§ Problem description
Write out every entry, unchanged. Skip any picture.

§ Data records
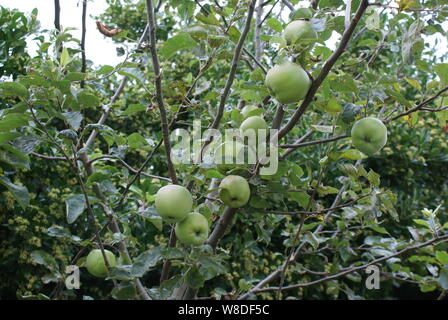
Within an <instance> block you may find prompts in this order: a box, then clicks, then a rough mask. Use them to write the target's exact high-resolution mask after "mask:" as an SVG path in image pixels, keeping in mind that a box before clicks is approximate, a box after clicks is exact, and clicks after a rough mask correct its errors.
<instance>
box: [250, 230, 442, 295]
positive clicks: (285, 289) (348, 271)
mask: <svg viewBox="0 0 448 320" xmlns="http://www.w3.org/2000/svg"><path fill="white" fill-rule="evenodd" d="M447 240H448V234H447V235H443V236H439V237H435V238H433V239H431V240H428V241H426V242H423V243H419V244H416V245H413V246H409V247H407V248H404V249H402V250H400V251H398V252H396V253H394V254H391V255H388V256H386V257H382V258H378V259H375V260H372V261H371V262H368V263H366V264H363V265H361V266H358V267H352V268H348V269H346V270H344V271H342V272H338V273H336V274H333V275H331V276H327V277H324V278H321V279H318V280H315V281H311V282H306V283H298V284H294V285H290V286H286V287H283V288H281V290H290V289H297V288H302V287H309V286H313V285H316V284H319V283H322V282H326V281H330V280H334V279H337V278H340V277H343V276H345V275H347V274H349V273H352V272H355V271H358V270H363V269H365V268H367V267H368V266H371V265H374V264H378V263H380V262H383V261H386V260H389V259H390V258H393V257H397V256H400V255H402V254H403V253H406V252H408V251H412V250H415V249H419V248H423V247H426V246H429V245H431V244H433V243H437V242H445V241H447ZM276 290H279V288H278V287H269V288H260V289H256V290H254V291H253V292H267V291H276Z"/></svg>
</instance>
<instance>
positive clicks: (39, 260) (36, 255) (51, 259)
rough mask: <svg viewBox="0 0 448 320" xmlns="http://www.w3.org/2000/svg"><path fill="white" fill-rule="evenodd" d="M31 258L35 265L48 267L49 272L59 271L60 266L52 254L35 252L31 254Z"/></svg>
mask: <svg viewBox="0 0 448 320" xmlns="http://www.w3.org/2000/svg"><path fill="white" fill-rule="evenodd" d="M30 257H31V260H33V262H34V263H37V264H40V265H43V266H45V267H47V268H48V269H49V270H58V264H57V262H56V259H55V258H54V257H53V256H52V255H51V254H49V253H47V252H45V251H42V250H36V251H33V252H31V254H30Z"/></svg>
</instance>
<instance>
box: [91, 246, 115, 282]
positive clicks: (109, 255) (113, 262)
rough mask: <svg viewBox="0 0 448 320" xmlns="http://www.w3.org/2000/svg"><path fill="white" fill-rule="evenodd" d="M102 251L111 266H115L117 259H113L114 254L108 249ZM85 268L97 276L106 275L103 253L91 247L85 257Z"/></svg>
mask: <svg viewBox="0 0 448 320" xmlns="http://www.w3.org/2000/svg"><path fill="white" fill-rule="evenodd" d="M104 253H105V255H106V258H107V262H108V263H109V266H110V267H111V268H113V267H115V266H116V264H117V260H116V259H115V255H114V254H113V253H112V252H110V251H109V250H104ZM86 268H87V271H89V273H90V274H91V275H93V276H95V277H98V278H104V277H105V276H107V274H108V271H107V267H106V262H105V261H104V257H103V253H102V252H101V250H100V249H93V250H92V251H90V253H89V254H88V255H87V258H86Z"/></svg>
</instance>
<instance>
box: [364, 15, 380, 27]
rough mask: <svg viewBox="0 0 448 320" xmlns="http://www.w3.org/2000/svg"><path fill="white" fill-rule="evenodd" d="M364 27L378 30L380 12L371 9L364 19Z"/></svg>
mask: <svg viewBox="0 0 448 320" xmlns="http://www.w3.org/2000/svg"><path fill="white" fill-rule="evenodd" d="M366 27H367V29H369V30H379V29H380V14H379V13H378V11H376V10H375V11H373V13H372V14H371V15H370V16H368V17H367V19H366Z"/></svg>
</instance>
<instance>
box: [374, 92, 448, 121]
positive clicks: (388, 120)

§ Solution for this problem
Within an <instance> block you may find prompts in this order: a box, then clicks, then a rough mask. Use them to write the target's exact high-resolution mask after "mask:" as an SVG path in image pixels, keeping in mind that a box before clicks is approximate, a box after clicks is exact, and clicks after a rough mask correct its errors.
<instance>
box: [250, 230, 442, 295]
positive clicks: (285, 289) (348, 271)
mask: <svg viewBox="0 0 448 320" xmlns="http://www.w3.org/2000/svg"><path fill="white" fill-rule="evenodd" d="M447 240H448V234H447V235H443V236H439V237H435V238H433V239H431V240H428V241H426V242H423V243H419V244H416V245H413V246H409V247H407V248H404V249H402V250H400V251H398V252H396V253H394V254H391V255H388V256H386V257H382V258H378V259H375V260H372V261H371V262H368V263H366V264H363V265H361V266H358V267H352V268H348V269H346V270H344V271H342V272H338V273H336V274H333V275H331V276H327V277H324V278H321V279H318V280H315V281H311V282H306V283H298V284H294V285H290V286H286V287H283V288H281V290H290V289H297V288H302V287H309V286H313V285H316V284H319V283H322V282H326V281H330V280H334V279H337V278H340V277H343V276H345V275H347V274H349V273H352V272H355V271H358V270H363V269H365V268H367V267H368V266H371V265H374V264H378V263H380V262H383V261H386V260H389V259H390V258H393V257H397V256H400V255H402V254H403V253H406V252H408V251H412V250H415V249H419V248H423V247H426V246H429V245H431V244H433V243H437V242H445V241H447ZM276 290H279V288H278V287H269V288H260V289H256V290H254V291H253V292H267V291H276Z"/></svg>
</instance>
<instance>
positive clicks: (39, 260) (36, 255) (51, 259)
rough mask: <svg viewBox="0 0 448 320" xmlns="http://www.w3.org/2000/svg"><path fill="white" fill-rule="evenodd" d="M31 258L35 265L48 267L49 272L59 271L60 266L52 254L35 252L31 254Z"/></svg>
mask: <svg viewBox="0 0 448 320" xmlns="http://www.w3.org/2000/svg"><path fill="white" fill-rule="evenodd" d="M30 257H31V260H33V262H34V263H37V264H40V265H43V266H45V267H47V268H48V269H49V270H58V264H57V262H56V259H55V258H54V257H53V256H52V255H51V254H49V253H47V252H45V251H42V250H36V251H33V252H31V254H30Z"/></svg>
</instance>
<instance>
box: [91, 246, 115, 282]
positive clicks: (109, 255) (113, 262)
rough mask: <svg viewBox="0 0 448 320" xmlns="http://www.w3.org/2000/svg"><path fill="white" fill-rule="evenodd" d="M102 251L111 266H115L117 259H113L114 254L108 249ZM85 268L97 276L106 275L103 253L91 247L85 257Z"/></svg>
mask: <svg viewBox="0 0 448 320" xmlns="http://www.w3.org/2000/svg"><path fill="white" fill-rule="evenodd" d="M104 253H105V255H106V258H107V262H108V263H109V266H110V267H111V268H113V267H115V266H116V264H117V260H116V259H115V255H114V254H113V253H112V252H110V251H109V250H104ZM86 268H87V271H89V273H90V274H91V275H93V276H95V277H98V278H104V277H105V276H107V274H108V271H107V267H106V262H105V261H104V257H103V253H102V252H101V250H100V249H93V250H92V251H90V253H89V254H88V255H87V258H86Z"/></svg>
</instance>
<instance>
box: [364, 15, 380, 27]
rough mask: <svg viewBox="0 0 448 320" xmlns="http://www.w3.org/2000/svg"><path fill="white" fill-rule="evenodd" d="M364 27L378 30L380 12L371 9L364 19Z"/></svg>
mask: <svg viewBox="0 0 448 320" xmlns="http://www.w3.org/2000/svg"><path fill="white" fill-rule="evenodd" d="M366 27H367V29H369V30H379V29H380V14H379V13H378V11H376V10H375V11H373V13H372V14H371V15H370V16H368V17H367V19H366Z"/></svg>
</instance>
<instance>
box: [374, 92, 448, 121]
positive clicks: (388, 120)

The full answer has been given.